#### [TEXTO FUENTE]
• • • • •
EDITORIAL: La impunidad, el mejor alimento para la corrupción

De manera sencilla se puede decir que la corrupción es el abuso del poder en la función pública para el enriquecimiento personal o de grupo. Este mal, que es una especie de cáncer en cada sociedad, es tan antiguo como el ser humano. Hay documentos históricos de actos de corrupción en el Imperio Romano, en la antigua Grecia y, seguramente, hubo corrupción entre los egipcios, los mayas y otras culturas. Unos más y otros menos, pero corrupción siempre ha habido.

En la medida que las sociedades se fueron organizando y surgieron las naciones como las conocemos hoy en día, brotó la legislación y en ella –cada vez con más fuerza–, se contempla el castigo para aquellos que abusaran del erario público en beneficio personal o particular. Aún así, la corrupción ha continuado y en algunos países con más fuerza que otros, precisamente en aquellos en los que el sistema de justicia es más débil y su sociedad es más permisiva.

En octubre de 2003, en el seno de la ONU se aprobó la Convención de Naciones Unidas contra la Corrupción, de la cual Guatemala es uno de los signatarios –se adhirió el 9 de diciembre de ese año y el Congreso la ratificó en diciembre de 2006–.

En ese documento, se expone de entrada que es una respuesta internacional por estar preocupados por la gravedad de los problemas y las amenazas que plantea la corrupción para la estabilidad y seguridad de las sociedades al socavar las instituciones y los valores de la democracia, la ética y la justicia y al comprometer el desarrollo sostenible y el imperio de la ley.

Perfecta descripción del problema que crea la corrupción para cualquier nación, pero en especial para aquellas que, como Guatemala, enfrentan una realidad de subdesarrollo, pobreza y falta de oportunidades para la mayoría de la población.
• • • • •
#### [DATOS PROPORCIONADOS]
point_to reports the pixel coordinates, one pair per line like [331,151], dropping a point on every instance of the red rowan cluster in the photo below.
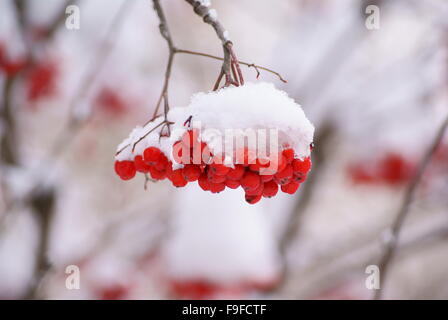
[257,176]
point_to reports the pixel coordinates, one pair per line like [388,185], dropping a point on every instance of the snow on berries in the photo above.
[252,137]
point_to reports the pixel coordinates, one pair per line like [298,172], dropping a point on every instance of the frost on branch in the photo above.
[253,136]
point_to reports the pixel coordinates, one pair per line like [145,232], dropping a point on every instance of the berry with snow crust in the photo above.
[200,148]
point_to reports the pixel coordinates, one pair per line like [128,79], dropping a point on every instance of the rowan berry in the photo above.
[140,165]
[257,191]
[213,178]
[217,187]
[291,187]
[125,169]
[236,173]
[219,169]
[157,174]
[203,182]
[178,179]
[252,199]
[232,184]
[270,189]
[191,172]
[284,176]
[151,155]
[250,180]
[302,166]
[288,154]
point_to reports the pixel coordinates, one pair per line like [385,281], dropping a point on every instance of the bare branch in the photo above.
[209,16]
[165,32]
[397,225]
[255,66]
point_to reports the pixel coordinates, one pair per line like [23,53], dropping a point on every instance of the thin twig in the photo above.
[397,225]
[165,32]
[255,66]
[210,17]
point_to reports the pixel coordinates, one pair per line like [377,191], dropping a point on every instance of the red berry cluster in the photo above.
[41,80]
[255,176]
[391,169]
[10,66]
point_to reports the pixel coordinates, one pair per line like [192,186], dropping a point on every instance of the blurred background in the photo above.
[69,96]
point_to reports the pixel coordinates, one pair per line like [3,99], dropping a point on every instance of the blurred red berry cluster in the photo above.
[256,176]
[8,65]
[391,169]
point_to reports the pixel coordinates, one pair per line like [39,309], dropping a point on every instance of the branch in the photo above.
[253,65]
[397,225]
[165,32]
[230,67]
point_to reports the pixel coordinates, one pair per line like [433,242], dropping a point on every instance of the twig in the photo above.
[164,122]
[255,66]
[230,60]
[165,32]
[397,225]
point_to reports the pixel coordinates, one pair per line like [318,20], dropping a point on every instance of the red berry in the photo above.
[299,177]
[213,178]
[157,174]
[169,170]
[191,172]
[41,80]
[140,165]
[203,182]
[270,189]
[178,152]
[252,199]
[236,173]
[162,162]
[395,169]
[257,191]
[291,187]
[125,169]
[190,137]
[151,155]
[201,153]
[288,154]
[219,169]
[266,177]
[284,176]
[178,179]
[274,165]
[217,187]
[282,162]
[245,156]
[250,180]
[302,166]
[232,184]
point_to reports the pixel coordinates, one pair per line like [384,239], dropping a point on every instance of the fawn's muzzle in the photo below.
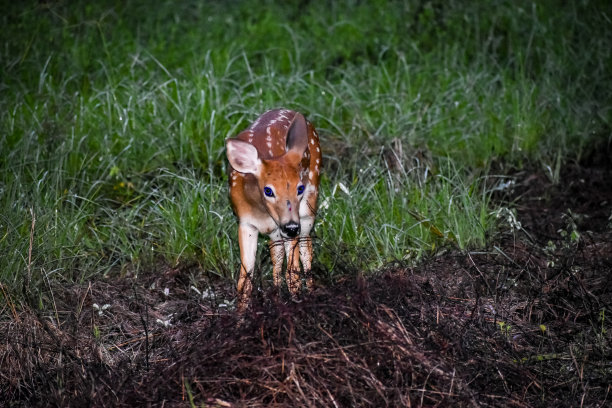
• • • • •
Reescribe como lista breve el párrafo del editorial que empieza «En la medida que las sociedades», sin perder sus datos principales. Responde basándote únicamente en el editorial.

#### [SOLUCIÓN ESCRITA]
- Con la organización de las sociedades y el surgimiento de las naciones actuales apareció la legislación.
- Esa legislación contempla, cada vez con más fuerza, castigar a quienes abusen del erario público en beneficio personal o particular.
- Aun así, la corrupción ha continuado.
- Es más fuerte en los países donde el sistema de justicia es más débil y la sociedad es más permisiva.